* **What is expected**
Count the lines in the rows below that contain the word "pasture". Reply with the number alone.

* **Dataset entries**
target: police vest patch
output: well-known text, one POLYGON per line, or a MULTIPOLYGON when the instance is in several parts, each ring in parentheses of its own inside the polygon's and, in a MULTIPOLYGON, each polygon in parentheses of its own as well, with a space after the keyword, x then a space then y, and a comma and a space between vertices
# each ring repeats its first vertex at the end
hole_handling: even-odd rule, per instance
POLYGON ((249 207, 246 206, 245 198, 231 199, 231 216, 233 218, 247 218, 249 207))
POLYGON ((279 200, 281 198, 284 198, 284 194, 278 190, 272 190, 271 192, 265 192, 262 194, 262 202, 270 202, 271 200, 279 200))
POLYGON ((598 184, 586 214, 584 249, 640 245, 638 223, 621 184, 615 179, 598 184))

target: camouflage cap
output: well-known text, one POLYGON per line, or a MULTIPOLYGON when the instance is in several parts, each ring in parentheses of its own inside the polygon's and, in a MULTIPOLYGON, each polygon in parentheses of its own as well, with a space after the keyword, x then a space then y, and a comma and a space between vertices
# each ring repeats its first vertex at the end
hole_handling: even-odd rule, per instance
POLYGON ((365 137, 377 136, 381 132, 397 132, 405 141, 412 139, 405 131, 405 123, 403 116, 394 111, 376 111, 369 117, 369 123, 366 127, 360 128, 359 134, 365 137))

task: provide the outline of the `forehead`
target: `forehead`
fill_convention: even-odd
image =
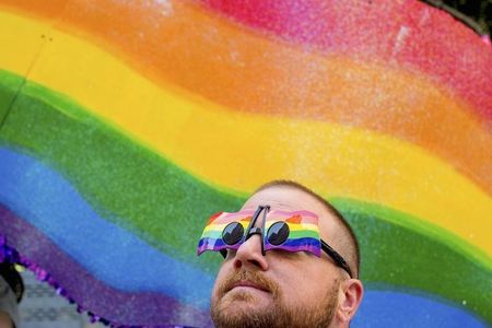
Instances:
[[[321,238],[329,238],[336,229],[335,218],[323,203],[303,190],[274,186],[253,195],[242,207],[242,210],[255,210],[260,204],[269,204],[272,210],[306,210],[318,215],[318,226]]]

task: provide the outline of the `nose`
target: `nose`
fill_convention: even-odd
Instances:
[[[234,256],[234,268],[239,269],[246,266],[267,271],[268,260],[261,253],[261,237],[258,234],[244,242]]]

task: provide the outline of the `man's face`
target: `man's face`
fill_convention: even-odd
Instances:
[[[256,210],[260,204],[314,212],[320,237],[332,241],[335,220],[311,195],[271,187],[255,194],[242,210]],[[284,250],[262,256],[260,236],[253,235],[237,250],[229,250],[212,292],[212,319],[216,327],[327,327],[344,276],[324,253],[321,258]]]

---

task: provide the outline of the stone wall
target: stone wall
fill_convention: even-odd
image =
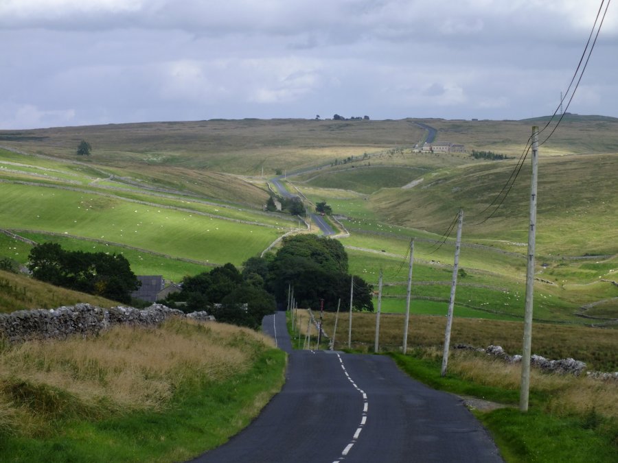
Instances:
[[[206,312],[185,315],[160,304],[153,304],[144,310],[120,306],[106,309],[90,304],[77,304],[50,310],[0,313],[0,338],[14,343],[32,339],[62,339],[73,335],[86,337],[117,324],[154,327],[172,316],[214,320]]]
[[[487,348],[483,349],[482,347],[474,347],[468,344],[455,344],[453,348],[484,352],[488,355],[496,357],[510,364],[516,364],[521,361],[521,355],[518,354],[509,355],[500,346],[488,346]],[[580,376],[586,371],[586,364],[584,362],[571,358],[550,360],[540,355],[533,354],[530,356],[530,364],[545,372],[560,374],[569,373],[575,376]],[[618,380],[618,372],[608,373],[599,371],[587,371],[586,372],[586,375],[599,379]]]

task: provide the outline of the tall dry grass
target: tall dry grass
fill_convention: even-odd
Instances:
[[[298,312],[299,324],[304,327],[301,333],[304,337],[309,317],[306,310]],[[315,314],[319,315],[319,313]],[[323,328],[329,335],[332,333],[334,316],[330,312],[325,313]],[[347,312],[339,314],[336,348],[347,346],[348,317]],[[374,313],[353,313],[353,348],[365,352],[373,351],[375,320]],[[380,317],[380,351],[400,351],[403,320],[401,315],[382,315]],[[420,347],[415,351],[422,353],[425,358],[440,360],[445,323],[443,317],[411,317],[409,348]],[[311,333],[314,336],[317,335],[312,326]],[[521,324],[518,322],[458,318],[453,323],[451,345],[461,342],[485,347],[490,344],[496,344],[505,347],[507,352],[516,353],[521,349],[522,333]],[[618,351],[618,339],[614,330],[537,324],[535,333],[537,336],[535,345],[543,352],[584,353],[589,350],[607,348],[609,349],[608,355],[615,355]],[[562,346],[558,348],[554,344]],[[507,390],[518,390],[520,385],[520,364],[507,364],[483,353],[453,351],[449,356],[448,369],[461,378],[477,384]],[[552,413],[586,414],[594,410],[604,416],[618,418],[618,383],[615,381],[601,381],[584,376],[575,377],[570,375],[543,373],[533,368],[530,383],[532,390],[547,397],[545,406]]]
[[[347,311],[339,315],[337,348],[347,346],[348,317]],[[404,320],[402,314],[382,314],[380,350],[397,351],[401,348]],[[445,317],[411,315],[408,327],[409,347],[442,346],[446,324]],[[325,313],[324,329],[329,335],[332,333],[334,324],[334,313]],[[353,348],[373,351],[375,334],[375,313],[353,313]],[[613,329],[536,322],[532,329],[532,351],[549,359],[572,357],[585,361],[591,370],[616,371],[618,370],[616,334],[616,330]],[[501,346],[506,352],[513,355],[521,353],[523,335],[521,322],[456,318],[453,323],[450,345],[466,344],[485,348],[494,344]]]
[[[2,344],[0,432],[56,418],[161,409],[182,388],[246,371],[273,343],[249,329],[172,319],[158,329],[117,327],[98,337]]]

---

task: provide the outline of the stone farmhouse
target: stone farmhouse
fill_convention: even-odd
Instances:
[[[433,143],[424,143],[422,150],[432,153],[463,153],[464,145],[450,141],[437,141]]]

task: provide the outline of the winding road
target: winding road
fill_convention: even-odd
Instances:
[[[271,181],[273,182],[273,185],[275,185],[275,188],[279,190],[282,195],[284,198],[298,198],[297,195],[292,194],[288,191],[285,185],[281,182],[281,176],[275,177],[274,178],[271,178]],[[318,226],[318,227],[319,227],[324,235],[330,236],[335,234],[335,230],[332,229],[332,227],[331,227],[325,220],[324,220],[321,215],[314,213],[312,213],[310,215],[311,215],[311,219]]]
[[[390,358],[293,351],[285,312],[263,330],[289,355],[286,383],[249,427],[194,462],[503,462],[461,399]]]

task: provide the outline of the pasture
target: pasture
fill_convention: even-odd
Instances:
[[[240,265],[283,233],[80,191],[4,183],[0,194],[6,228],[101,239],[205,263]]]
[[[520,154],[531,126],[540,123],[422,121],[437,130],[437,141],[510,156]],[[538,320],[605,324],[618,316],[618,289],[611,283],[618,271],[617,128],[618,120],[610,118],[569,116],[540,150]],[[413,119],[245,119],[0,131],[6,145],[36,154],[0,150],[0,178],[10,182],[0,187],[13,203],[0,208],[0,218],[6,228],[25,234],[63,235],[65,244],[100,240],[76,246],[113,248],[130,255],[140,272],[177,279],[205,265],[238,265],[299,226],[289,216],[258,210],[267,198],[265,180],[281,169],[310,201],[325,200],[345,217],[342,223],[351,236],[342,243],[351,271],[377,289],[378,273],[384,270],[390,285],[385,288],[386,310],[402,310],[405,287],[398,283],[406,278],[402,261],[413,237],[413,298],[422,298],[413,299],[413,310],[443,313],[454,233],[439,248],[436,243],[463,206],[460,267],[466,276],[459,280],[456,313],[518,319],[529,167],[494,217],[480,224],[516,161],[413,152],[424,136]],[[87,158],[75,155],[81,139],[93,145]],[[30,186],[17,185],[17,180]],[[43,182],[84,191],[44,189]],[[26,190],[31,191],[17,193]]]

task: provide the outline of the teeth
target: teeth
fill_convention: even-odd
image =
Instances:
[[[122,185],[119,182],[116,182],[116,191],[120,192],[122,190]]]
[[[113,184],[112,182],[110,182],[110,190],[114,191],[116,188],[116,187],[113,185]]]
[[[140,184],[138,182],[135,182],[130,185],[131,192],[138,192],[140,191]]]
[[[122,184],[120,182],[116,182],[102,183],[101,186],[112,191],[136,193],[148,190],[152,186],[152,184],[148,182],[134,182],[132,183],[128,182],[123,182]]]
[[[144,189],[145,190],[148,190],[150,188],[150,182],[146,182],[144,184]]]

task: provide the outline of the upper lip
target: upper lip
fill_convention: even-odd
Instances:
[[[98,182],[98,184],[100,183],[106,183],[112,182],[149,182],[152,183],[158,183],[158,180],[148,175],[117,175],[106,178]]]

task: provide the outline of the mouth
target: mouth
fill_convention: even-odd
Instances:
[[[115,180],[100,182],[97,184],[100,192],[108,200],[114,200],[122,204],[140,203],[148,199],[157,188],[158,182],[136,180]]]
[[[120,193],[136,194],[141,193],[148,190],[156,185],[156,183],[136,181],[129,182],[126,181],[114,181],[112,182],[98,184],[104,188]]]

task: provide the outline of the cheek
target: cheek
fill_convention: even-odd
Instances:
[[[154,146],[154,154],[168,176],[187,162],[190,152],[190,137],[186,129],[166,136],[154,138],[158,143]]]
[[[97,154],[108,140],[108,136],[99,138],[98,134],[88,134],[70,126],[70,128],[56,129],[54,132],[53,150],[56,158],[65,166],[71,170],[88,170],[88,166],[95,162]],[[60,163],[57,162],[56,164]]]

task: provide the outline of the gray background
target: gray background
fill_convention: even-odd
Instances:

* **Written reply**
2